* [Given instruction 1]
Reproduce the interview preparation advice below in full, word for word.

* [Passage given]
______
Preparing yourself for an interview

An interview can be a nerve-wracking experience. However, considered presentation and preparation is half the work done before you even get there. Here are some pointers on how to make the procedure run smoothly.


• Employers want to see signs of an organised personality so choose a smart tidy outfit that you feel comfortable wearing.
• It is usually wise to err on the side of caution and dress conservatively. However if you are applying for a fashion and design job, you should show a visual flair.
• Do not be afraid to show a touch of originality, but do not dress out of character.
• Avoid sports gear or trainers.
• Make sure your hair is clean and well-groomed. Long hair should be tied back.
• Nail polish should be fresh - not chipped.
• Avoid wearing too much jewellery - keep it subtle.
• Shoes should be polished. Do not wear high heels unless you can walk in them.
• Avoid strong perfumes/aftershave or deodorants.


• Before the interview try and find out the basics about the company. You can do this by checking to see if they have a web site, looking in the library where there are usually a number of research publications on companies, or ringing and asking if there is written information available on the company or organisation.
• Refresh your memory about your previous employment and your work history.
• Think carefully about your achievements and how to describe them.
• An interviewer wants to know if you are the right person for the job by finding out your strengths and weaknesses. They are not there to trip you up or embarrass you.

On arrival

• Double check the address. Plot out your root the night before.
• Arrive early. Give yourself plenty of time to find a car parking space and get into the building without rushing.
• Check your appearance in the mirror before the interview to make sure you are presentable.
______
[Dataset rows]
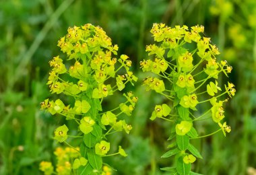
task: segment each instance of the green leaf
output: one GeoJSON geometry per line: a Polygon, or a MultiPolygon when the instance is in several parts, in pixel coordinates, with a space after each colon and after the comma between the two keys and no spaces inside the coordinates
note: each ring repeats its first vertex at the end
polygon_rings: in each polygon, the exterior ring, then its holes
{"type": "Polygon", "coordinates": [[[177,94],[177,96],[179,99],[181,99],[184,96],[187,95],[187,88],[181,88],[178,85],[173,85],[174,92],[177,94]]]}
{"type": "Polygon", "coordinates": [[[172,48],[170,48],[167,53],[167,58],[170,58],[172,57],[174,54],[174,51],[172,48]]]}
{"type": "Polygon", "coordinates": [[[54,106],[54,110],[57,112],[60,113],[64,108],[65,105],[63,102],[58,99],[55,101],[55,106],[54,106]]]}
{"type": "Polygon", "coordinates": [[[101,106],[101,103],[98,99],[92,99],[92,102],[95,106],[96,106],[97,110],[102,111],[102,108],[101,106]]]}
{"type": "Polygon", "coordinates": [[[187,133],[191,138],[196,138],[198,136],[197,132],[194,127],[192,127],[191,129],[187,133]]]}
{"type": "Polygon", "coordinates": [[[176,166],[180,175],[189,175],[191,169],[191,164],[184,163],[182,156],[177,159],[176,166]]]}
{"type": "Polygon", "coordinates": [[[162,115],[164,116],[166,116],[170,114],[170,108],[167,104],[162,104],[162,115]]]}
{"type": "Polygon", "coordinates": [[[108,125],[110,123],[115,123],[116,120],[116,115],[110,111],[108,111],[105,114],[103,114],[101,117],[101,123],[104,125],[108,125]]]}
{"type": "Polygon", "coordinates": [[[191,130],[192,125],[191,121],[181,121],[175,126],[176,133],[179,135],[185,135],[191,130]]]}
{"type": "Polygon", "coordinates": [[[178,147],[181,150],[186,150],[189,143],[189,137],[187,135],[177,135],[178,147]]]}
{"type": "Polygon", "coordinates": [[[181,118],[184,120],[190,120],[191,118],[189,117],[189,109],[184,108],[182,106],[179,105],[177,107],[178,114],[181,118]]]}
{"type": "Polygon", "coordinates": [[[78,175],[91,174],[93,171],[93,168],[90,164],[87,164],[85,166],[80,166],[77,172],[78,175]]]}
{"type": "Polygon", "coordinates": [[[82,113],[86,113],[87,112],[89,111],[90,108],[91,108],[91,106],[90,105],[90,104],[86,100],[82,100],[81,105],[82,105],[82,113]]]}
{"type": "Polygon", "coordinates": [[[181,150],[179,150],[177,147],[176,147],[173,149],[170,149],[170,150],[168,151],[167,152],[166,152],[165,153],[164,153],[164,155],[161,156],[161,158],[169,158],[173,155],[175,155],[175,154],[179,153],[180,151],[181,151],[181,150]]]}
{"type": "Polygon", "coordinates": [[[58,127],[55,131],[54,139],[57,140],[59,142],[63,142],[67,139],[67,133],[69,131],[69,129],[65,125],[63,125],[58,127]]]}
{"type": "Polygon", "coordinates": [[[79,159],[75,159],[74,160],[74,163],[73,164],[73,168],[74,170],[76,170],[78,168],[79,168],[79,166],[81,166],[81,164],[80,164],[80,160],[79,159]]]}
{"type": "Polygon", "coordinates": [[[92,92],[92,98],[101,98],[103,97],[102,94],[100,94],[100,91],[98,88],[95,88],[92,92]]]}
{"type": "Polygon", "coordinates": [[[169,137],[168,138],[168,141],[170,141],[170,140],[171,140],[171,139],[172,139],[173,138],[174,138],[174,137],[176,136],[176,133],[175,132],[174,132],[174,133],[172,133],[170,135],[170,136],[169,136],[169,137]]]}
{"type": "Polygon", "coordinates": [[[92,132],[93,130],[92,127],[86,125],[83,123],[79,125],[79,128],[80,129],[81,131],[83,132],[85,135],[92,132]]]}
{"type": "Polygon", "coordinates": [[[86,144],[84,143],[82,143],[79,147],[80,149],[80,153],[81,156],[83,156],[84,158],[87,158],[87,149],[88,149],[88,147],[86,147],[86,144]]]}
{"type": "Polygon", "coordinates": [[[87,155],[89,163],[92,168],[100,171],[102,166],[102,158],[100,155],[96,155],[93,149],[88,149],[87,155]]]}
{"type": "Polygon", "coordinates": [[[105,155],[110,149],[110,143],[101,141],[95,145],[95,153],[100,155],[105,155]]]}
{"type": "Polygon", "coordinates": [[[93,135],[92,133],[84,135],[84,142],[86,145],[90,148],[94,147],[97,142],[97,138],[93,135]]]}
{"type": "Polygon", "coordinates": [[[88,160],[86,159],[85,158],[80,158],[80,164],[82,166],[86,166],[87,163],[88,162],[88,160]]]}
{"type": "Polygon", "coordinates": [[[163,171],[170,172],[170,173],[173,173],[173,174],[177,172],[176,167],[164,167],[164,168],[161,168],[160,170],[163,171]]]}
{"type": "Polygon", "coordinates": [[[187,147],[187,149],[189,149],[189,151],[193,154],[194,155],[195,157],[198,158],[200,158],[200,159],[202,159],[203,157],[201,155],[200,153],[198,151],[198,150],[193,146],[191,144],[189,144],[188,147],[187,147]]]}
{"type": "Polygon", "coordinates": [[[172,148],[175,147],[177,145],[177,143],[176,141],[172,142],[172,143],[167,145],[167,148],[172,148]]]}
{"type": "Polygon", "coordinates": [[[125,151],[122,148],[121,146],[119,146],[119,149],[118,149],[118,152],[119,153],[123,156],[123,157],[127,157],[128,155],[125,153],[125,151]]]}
______
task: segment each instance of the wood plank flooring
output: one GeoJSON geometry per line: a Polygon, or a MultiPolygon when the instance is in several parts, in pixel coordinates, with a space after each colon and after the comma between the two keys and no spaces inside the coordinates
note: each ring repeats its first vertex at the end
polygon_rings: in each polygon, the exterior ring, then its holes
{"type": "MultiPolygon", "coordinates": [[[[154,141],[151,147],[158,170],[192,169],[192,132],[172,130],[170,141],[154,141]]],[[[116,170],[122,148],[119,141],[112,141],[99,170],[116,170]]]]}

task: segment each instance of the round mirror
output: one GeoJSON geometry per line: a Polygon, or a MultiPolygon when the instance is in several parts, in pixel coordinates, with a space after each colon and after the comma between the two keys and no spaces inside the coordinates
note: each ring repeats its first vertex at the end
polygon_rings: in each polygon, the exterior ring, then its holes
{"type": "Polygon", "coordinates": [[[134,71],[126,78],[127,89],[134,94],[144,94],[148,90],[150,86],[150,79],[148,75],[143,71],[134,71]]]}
______
* [Given instruction 2]
Pick out every line in the entries that contains the word "segment" and copy each of those lines.

* [Full output 1]
Preparing yourself for an interview

An interview can be a nerve-wracking experience. However, considered presentation and preparation is half the work done before you even get there. Here are some pointers on how to make the procedure run smoothly.


• Employers want to see signs of an organised personality so choose a smart tidy outfit that you feel comfortable wearing.
• It is usually wise to err on the side of caution and dress conservatively. However if you are applying for a fashion and design job, you should show a visual flair.
• Do not be afraid to show a touch of originality, but do not dress out of character.
• Avoid sports gear or trainers.
• Make sure your hair is clean and well-groomed. Long hair should be tied back.
• Nail polish should be fresh - not chipped.
• Avoid wearing too much jewellery - keep it subtle.
• Shoes should be polished. Do not wear high heels unless you can walk in them.
• Avoid strong perfumes/aftershave or deodorants.


• Before the interview try and find out the basics about the company. You can do this by checking to see if they have a web site, looking in the library where there are usually a number of research publications on companies, or ringing and asking if there is written information available on the company or organisation.
• Refresh your memory about your previous employment and your work history.
• Think carefully about your achievements and how to describe them.
• An interviewer wants to know if you are the right person for the job by finding out your strengths and weaknesses. They are not there to trip you up or embarrass you.

On arrival

• Double check the address. Plot out your root the night before.
• Arrive early. Give yourself plenty of time to find a car parking space and get into the building without rushing.
• Check your appearance in the mirror before the interview to make sure you are presentable.

* [Full output 2]
task: segment each instance of the green leaf
task: segment each instance of the wood plank flooring
task: segment each instance of the round mirror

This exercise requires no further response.